[SET OF TASKS]:
a - In the wirearchy passage, which book does the writer point to for a comprehensive treatment of reining in rampant corporatism?
b - According to the wirearchy passage, what are the writer's sources of insight outside the work of well-known thinkers? List them all.

[SELECTED PASSAGE]:
>> start
By the way, I also get a lot of insight and stuff from wandering around on the streets of cities and in nature and from listening to people wherever I go … just didn’t want to let those essential influences slide by

I like to believe that the stuff I have written about wirearchy and its eventual impacts on traditional hierarchy, leadership and management has solid grounding in the research and reflection of many of these well-known thinkers.  And if my knowledgeable friends suggest that Gary Hamel is writing about the implications of wirearchy, who am I to argue with them ?

For the record, I think that much of the necessary components for future management are addressed in many of the adult and organizational development approaches and methods in practice today.  I also believe that these will benefit greatly from an acceptance and understanding that interlinked online networks of communications and information and knowledge sharing and construction, combined with an acceptance and understanding that this environment will change the basic nature of traditional position-and-status based hierarchy.

The key point for leaders and managers, I think, is that it is now possible to choose and implement the appropriate or "best-fit" structure for addressing and accomplishing objectives .. but the rub is that you have to know that, and have the freedom to do so.  It’s yesterday’s management processes and practices, seeking to effect control from outmoded assumptions about talent and interaction / collaboration, that leave many well-intentioned managers and leaders frustrated, twisting in the electronic wind.  As for unintelligent and / or lazy or fearful managers and leaders, I haven’t much to say.  It’s a more demanding environment and world today and for the foreseeable future

I am not going to get into here the adequacy or sufficiency, or not, of what I call "late-stage capitalism", and whether it will be useful for the world to rein in rampant corporatism (see John Ralston Saul’s under-appreciated The Unconscious Civilization for a comprehensive treatment of that subject).  The world as we know it or even as we want it will still need organizations and those organization will still need leadership and management.
>> end
Dataset excerpt
>> start
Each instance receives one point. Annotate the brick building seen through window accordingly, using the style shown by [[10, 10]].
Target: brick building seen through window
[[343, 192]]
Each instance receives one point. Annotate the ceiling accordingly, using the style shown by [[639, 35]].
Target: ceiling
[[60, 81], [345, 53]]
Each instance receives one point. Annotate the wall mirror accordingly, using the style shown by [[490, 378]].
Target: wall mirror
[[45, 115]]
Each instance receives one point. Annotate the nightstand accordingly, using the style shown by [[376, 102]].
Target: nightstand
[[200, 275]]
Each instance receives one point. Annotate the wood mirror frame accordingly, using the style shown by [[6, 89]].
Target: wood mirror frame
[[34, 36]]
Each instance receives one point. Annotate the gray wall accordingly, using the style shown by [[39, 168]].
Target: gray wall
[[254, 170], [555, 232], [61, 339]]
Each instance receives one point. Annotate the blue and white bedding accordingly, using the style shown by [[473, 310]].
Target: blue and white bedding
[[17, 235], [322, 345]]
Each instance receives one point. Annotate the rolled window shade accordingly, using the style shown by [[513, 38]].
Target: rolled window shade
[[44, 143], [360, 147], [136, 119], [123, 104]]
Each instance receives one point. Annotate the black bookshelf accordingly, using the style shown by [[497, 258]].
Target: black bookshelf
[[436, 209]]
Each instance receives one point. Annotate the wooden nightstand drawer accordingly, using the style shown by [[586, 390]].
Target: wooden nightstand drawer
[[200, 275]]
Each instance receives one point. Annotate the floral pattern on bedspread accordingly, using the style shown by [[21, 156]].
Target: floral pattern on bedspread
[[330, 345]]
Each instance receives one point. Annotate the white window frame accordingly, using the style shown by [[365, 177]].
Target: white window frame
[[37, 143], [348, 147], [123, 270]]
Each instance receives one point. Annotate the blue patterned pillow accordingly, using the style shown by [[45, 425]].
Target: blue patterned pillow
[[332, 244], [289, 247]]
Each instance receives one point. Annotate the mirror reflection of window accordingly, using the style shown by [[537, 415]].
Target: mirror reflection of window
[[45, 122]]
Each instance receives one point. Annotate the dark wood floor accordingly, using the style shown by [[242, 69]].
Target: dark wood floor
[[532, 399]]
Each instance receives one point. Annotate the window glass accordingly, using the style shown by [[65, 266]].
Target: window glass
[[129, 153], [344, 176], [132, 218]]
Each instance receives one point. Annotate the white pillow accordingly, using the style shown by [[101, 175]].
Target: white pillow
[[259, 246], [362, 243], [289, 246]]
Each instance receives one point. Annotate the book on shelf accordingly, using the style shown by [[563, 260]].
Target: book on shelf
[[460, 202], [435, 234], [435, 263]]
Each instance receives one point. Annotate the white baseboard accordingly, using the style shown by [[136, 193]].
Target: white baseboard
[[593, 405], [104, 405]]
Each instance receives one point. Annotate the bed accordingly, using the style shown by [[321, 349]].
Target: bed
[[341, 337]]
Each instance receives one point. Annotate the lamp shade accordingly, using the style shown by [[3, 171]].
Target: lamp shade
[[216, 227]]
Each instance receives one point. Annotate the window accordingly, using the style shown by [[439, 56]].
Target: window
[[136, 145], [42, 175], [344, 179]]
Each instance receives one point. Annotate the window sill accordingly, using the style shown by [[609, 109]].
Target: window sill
>> end
[SOLVED PROBLEMS]:
a - John Ralston Saul's The Unconscious Civilization.

b -
- Wandering around on the streets of cities
- Wandering around in nature
- Listening to people wherever the writer goes